## SHORT PROBLEM A
Translate this sentence from the notebook text below into Spanish: "The html files are actually output from the Rmd files."

Because we want to store all posts in folders at the top level (rather than under posts) we need to update the listing `contents` on the home page appropriately.

In [5]:
!sed -i 's|contents: posts|contents: "/*/*.md"|' {output_dir}/index.qmd

In [6]:
!head ../output/index.qmd

---
title: "output"
listing:
  contents: "/*/*.md"
  sort: "date desc"
  type: default
  categories: true
  sort-ui: false
  filter-ui: false
page-layout: full


# Get the posts

Most of the posts are individual files in content/post

In [7]:
post_dir = (input_dir / "content") / "post"

In [8]:
post_paths = sorted(post_dir.iterdir())
len(post_paths)

485

## Check the filetypes

In [9]:
post_paths[0].suffix

'.mmark'

*Mostly* mmark files, with a few md and HTML and some Rmd files.

In [10]:
from collections import Counter

Counter(p.suffix for p in post_paths)

Counter({'.mmark': 466, '.md': 12, '.Rmd': 3, '.html': 3, '.R': 1})

Let's look at the remaining files.
The html files are actually output from the Rmd files.

In [11]:
for p in post_paths:
    if p.suffix != '.mmark':
        print(p.name)

## SHORT PROBLEM B
Count how many lines of the entries below contain the string "feeder", treating uppercase and lowercase as different. Reply with the number alone.

## EXTRACTED ENTRIES
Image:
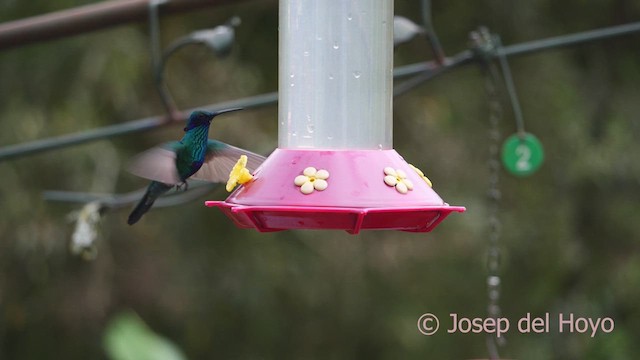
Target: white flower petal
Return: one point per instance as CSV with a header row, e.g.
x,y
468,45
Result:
x,y
390,180
408,183
300,179
322,174
401,187
307,188
320,184
310,171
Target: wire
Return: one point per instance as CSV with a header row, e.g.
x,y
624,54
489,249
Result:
x,y
13,151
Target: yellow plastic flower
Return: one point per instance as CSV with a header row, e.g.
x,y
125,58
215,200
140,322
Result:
x,y
426,179
398,179
312,179
239,174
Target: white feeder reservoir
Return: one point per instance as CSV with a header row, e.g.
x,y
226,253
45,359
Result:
x,y
335,166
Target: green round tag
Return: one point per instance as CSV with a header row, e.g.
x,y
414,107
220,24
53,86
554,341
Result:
x,y
522,156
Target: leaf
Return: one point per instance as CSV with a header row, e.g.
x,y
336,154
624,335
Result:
x,y
127,337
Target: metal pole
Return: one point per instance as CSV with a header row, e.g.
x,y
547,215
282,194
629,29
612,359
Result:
x,y
88,18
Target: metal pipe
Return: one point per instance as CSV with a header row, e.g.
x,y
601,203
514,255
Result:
x,y
88,18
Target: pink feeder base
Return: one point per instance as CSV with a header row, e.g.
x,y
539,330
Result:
x,y
356,197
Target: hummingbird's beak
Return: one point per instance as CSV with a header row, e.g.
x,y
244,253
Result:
x,y
226,111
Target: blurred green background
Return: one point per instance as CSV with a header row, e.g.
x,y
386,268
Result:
x,y
570,233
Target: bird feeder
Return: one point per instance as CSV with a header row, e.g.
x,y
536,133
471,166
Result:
x,y
335,166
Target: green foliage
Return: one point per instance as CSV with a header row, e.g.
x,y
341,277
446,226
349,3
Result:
x,y
569,236
127,337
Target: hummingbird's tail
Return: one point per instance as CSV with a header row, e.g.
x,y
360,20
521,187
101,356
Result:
x,y
154,190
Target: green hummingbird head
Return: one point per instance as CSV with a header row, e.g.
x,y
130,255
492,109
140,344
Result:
x,y
200,118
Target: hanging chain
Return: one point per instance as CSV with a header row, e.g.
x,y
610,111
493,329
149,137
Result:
x,y
485,45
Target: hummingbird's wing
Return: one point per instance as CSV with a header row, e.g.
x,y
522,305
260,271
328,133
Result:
x,y
220,160
158,163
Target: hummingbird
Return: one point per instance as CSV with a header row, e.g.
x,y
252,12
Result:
x,y
195,156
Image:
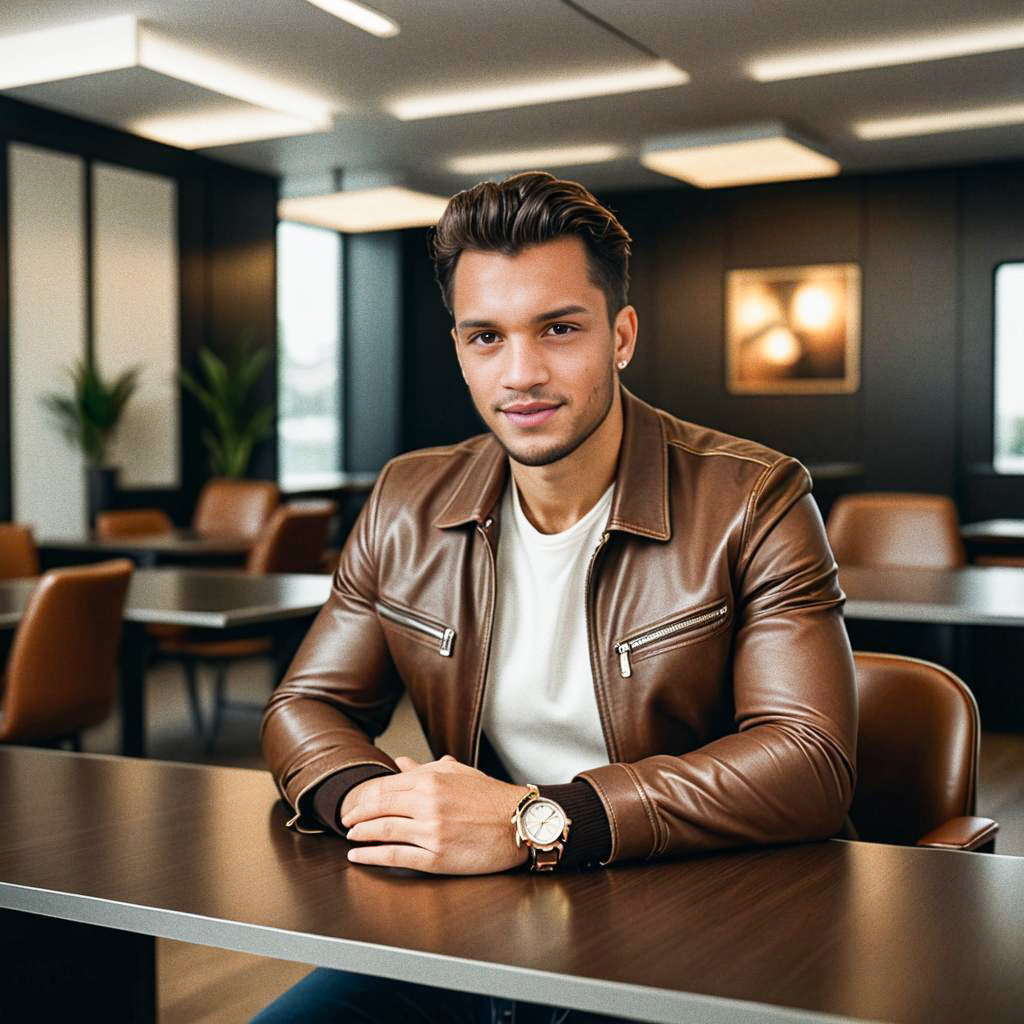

## TASK OUTPUT A
En realidad, los archivos html son la salida de los archivos Rmd.

## TASK OUTPUT B
3